▸ **Do this**
Copy the material below with "Query" renamed to "Target" wherever it appears, keeping everything else the same. Leave out the pictures.

(Source data)
=====

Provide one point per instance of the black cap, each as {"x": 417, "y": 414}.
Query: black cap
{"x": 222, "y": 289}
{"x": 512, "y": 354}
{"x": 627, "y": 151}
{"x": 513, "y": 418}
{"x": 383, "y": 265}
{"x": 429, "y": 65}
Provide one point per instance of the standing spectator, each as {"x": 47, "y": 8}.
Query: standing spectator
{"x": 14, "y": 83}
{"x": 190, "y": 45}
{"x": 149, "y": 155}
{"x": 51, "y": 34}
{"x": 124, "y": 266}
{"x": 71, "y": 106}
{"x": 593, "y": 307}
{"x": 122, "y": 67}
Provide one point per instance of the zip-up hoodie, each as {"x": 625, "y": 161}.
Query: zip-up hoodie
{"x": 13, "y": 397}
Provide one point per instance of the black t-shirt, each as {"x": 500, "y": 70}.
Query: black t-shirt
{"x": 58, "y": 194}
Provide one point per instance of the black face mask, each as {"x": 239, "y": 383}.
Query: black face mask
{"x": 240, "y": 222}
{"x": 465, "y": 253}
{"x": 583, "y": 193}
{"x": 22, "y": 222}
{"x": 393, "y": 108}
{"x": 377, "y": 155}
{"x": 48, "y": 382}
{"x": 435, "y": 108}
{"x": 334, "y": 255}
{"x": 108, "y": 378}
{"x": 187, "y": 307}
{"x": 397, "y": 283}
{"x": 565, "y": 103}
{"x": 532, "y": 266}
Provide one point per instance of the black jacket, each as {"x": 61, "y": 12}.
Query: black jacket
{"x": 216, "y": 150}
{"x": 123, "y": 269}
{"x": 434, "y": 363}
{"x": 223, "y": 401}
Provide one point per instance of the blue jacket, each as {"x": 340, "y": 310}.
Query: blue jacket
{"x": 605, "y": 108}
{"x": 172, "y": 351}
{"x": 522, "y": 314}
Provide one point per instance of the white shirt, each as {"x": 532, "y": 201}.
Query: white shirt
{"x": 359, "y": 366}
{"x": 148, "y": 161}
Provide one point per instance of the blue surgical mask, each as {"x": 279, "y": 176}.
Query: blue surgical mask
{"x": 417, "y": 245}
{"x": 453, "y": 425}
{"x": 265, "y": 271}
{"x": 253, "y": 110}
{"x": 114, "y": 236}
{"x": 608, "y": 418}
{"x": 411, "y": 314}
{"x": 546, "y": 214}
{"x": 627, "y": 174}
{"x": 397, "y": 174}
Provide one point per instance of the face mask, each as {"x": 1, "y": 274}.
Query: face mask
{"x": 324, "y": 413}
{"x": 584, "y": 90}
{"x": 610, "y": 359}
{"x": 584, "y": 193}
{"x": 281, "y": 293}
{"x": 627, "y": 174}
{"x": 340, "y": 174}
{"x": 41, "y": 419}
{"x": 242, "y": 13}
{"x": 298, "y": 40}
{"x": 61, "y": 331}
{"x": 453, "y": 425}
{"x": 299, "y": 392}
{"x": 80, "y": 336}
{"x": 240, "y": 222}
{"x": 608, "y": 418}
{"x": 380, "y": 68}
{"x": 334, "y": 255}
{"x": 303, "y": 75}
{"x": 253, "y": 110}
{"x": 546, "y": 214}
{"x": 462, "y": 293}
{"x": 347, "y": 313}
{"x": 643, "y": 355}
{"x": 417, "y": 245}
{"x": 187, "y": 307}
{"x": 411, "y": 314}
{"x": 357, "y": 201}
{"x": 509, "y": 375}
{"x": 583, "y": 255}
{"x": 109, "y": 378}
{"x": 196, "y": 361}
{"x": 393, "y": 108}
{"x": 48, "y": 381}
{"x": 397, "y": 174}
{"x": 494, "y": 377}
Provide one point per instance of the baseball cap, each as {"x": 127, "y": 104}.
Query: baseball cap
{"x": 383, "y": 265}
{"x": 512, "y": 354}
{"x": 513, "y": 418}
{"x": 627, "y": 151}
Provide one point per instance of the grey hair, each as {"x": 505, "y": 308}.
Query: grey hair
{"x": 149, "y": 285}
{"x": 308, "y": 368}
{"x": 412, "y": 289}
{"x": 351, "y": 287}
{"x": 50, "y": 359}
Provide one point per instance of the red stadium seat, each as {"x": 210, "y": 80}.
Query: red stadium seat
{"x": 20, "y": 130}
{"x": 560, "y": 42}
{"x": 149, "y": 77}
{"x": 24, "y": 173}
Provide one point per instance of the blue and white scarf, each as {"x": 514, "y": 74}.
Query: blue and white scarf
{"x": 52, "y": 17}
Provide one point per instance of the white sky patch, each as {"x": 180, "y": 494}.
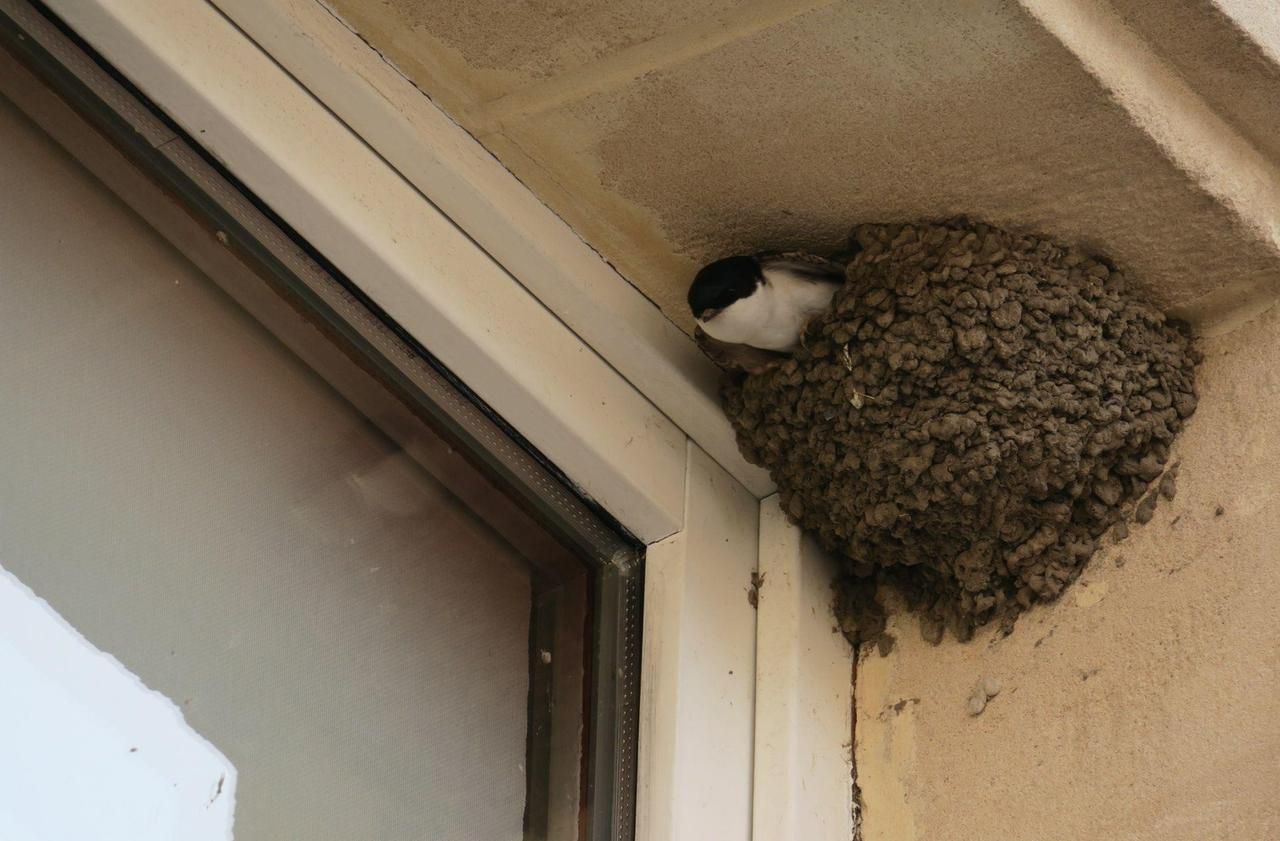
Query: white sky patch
{"x": 87, "y": 750}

=====

▸ **Complete answer**
Provide one point per instance of the black cap, each as {"x": 417, "y": 414}.
Target: black cap
{"x": 222, "y": 289}
{"x": 512, "y": 354}
{"x": 627, "y": 151}
{"x": 513, "y": 418}
{"x": 383, "y": 265}
{"x": 429, "y": 65}
Provide one point per instance of the standing spectator, each as {"x": 47, "y": 8}.
Target: standing spectator
{"x": 14, "y": 83}
{"x": 190, "y": 45}
{"x": 149, "y": 155}
{"x": 51, "y": 34}
{"x": 124, "y": 266}
{"x": 71, "y": 106}
{"x": 593, "y": 307}
{"x": 122, "y": 67}
Provide one point per instance of the zip-up hoodie, each as {"x": 625, "y": 161}.
Target: zip-up hoodie
{"x": 13, "y": 397}
Provide one point per instance of the black t-shirt, each as {"x": 500, "y": 70}.
Target: black t-shirt
{"x": 58, "y": 194}
Provide one point per instance of the black face mask, each as {"x": 239, "y": 383}.
Target: black face mask
{"x": 240, "y": 222}
{"x": 465, "y": 253}
{"x": 583, "y": 193}
{"x": 22, "y": 222}
{"x": 393, "y": 108}
{"x": 377, "y": 155}
{"x": 48, "y": 382}
{"x": 435, "y": 108}
{"x": 334, "y": 255}
{"x": 108, "y": 378}
{"x": 187, "y": 307}
{"x": 397, "y": 283}
{"x": 565, "y": 103}
{"x": 532, "y": 266}
Provide one point per instance of the black jacket, each as {"x": 61, "y": 12}.
Target: black jacket
{"x": 216, "y": 150}
{"x": 123, "y": 269}
{"x": 434, "y": 363}
{"x": 223, "y": 401}
Provide one point per instance of the blue jacket, each as {"x": 340, "y": 310}.
Target: blue jacket
{"x": 605, "y": 108}
{"x": 172, "y": 351}
{"x": 522, "y": 314}
Provide one point per instance of the white shirt, each as {"x": 532, "y": 201}.
Target: white shirt
{"x": 359, "y": 366}
{"x": 148, "y": 161}
Provide one point per instance of the blue surgical mask, each as {"x": 279, "y": 176}.
Target: blue surgical mask
{"x": 417, "y": 245}
{"x": 453, "y": 425}
{"x": 265, "y": 271}
{"x": 253, "y": 110}
{"x": 114, "y": 236}
{"x": 608, "y": 418}
{"x": 411, "y": 314}
{"x": 546, "y": 214}
{"x": 627, "y": 174}
{"x": 397, "y": 174}
Provide one point per instance of the face mask, each as {"x": 1, "y": 274}.
Target: face mask
{"x": 324, "y": 413}
{"x": 584, "y": 90}
{"x": 610, "y": 359}
{"x": 584, "y": 193}
{"x": 281, "y": 293}
{"x": 627, "y": 174}
{"x": 340, "y": 174}
{"x": 41, "y": 419}
{"x": 242, "y": 13}
{"x": 298, "y": 40}
{"x": 61, "y": 331}
{"x": 453, "y": 425}
{"x": 299, "y": 392}
{"x": 80, "y": 336}
{"x": 240, "y": 222}
{"x": 608, "y": 418}
{"x": 380, "y": 68}
{"x": 334, "y": 255}
{"x": 303, "y": 75}
{"x": 253, "y": 110}
{"x": 546, "y": 214}
{"x": 462, "y": 293}
{"x": 347, "y": 313}
{"x": 643, "y": 355}
{"x": 417, "y": 245}
{"x": 187, "y": 307}
{"x": 411, "y": 314}
{"x": 357, "y": 201}
{"x": 509, "y": 375}
{"x": 583, "y": 255}
{"x": 109, "y": 378}
{"x": 196, "y": 361}
{"x": 393, "y": 108}
{"x": 48, "y": 381}
{"x": 397, "y": 174}
{"x": 494, "y": 377}
Provide one point per instance of the baseball cap, each as {"x": 127, "y": 104}.
Target: baseball cap
{"x": 383, "y": 265}
{"x": 512, "y": 354}
{"x": 513, "y": 418}
{"x": 627, "y": 151}
Provide one point per instance of the grey hair, each as {"x": 505, "y": 308}.
Target: grey hair
{"x": 149, "y": 285}
{"x": 308, "y": 368}
{"x": 412, "y": 289}
{"x": 351, "y": 287}
{"x": 50, "y": 359}
Provide one point per instance of the red stadium seat, each as {"x": 210, "y": 80}.
Target: red stadium seat
{"x": 20, "y": 130}
{"x": 560, "y": 42}
{"x": 149, "y": 77}
{"x": 24, "y": 173}
Provide one point per instance of the blue and white scarf, each as {"x": 514, "y": 74}.
Target: blue and white scarf
{"x": 52, "y": 17}
Provide one point per instance of the white sky patch, each as {"x": 180, "y": 494}.
Target: white sky patch
{"x": 87, "y": 750}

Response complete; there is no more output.